Passage provided =>

# # #

Dlanga has also been advocating for men being vulnerable and stop bottling things up.

Besides Dlanga losing his brother to suicide, he says he had an experience with a depressed friend years ago that forced him to educate himself on mental health.

He wrote his experience on a Instagram post in hope of bring awareness on mental health.

“Years ago a friend of his from high school had to sleep on my couch after he quit his job due to depression.

“My only understanding of depression at the time was of the trivial nature.

“I would ask him to give me a lift to and from work and paid him so that he didn’t feel like he needed to ask me for money.

“One morning as we drove out of the complex, I asked, ’how are you?’” He started sobbing.

“Tears streamed down his face and I knew I couldn’t fix him.

“I wondered if I should say something.

“What if I do and it’s wrong?

“Yes, but what if saying nothing is worse?

“We drove for a full five minutes with my silence and his sobbing.

‘’We got to an intersection where there was a man selling whatever those men sell.

“I noticed that he was selling tissues.

“I started laughing while pointing.

“My friend looked and saw the tissues and we both laughed for a good 10 minutes.”

Dlanga says when he arrived at the office, his selfishness kicked in.

“I knew he was suicidal.

“What if I get to my place and he has taken his life?

“I felt guilty but I could not stop wondering.

“I spoke to a colleague who confided in me about her own struggles.

“She gave me the most profound education.

“The point here is that when we don’t understand and can’t relate to a mental health issue we need to educate ourselves without preconceived notions or judgements.”

He also says that he appreciated his friend was vulnerable enough to cry while he was in the car with him.

“As men, we have made it almost impossible for us to be vulnerable.”

# # #

Record excerpts =>
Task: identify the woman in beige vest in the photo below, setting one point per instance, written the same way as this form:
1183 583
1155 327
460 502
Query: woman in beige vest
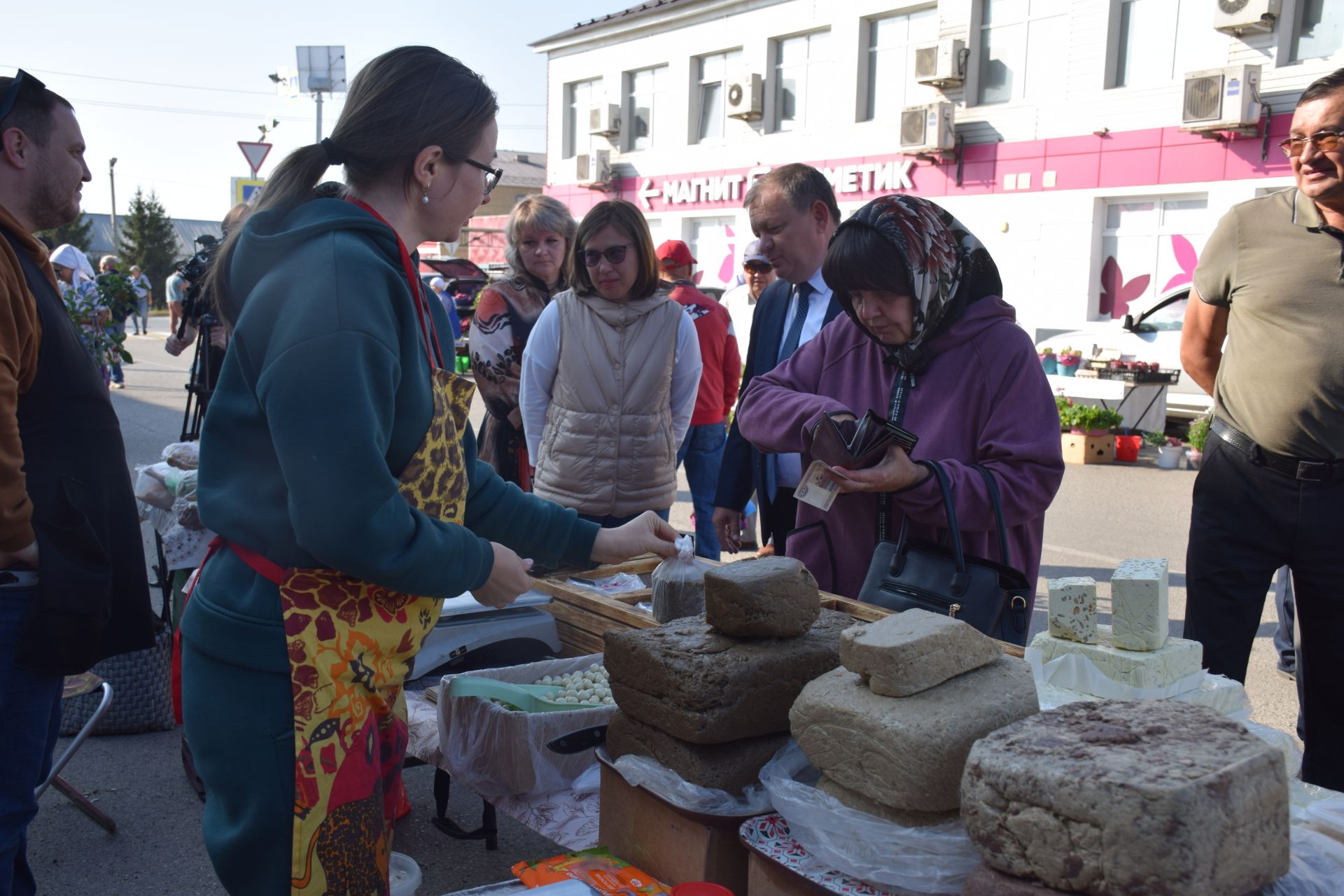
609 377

# # #

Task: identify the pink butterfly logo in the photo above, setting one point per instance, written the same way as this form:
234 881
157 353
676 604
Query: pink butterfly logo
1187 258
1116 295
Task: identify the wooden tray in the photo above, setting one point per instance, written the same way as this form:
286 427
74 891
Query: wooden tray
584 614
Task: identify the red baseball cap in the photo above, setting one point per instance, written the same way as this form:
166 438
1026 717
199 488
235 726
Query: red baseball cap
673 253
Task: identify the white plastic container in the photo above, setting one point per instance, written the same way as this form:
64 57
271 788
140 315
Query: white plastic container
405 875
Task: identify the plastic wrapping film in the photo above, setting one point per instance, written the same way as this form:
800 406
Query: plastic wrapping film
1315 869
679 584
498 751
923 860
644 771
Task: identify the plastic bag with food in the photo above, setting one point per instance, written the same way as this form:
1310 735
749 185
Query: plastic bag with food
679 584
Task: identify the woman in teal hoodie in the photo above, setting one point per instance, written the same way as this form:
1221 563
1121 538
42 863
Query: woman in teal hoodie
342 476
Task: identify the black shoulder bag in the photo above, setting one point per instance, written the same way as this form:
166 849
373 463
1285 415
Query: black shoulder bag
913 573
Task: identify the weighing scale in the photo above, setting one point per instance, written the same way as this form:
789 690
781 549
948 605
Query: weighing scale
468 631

# # #

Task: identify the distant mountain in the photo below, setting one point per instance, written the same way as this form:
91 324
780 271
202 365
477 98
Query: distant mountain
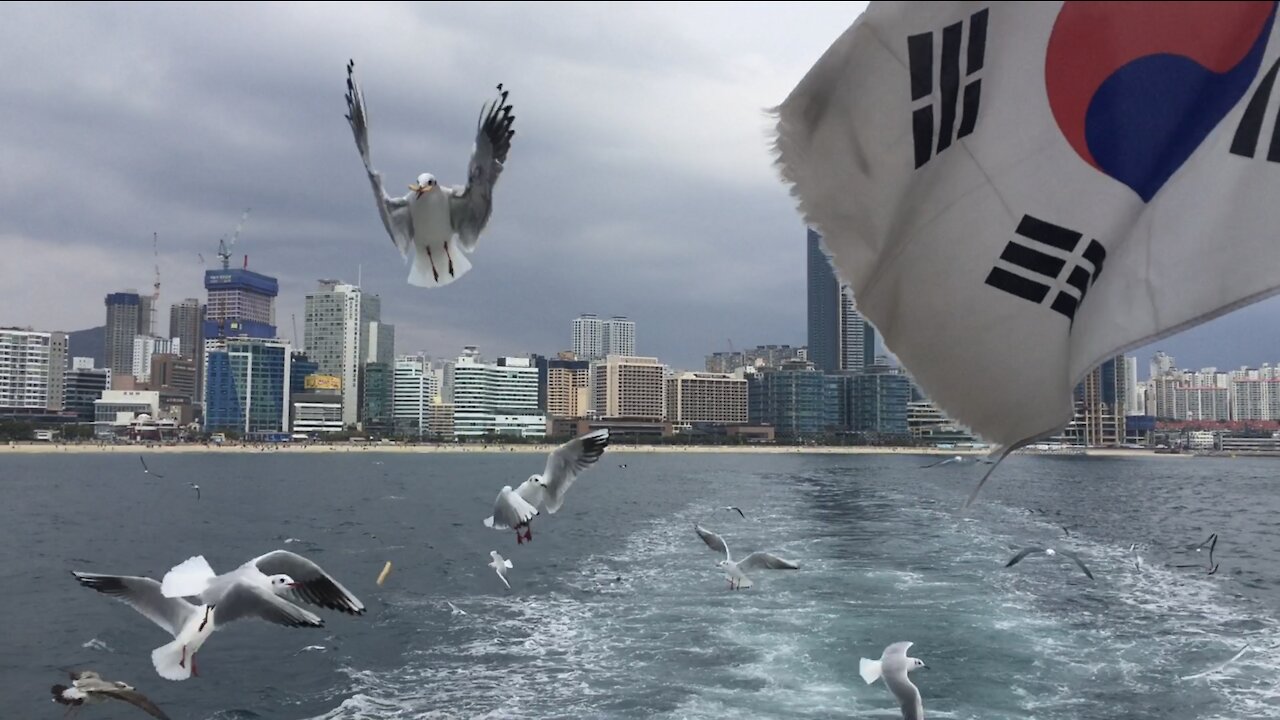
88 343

# # #

In the passage about Dlanga, what was the man at the intersection selling that made the two friends laugh? The records are unrelated to the passage about Dlanga.

Result of the task =>
Tissues.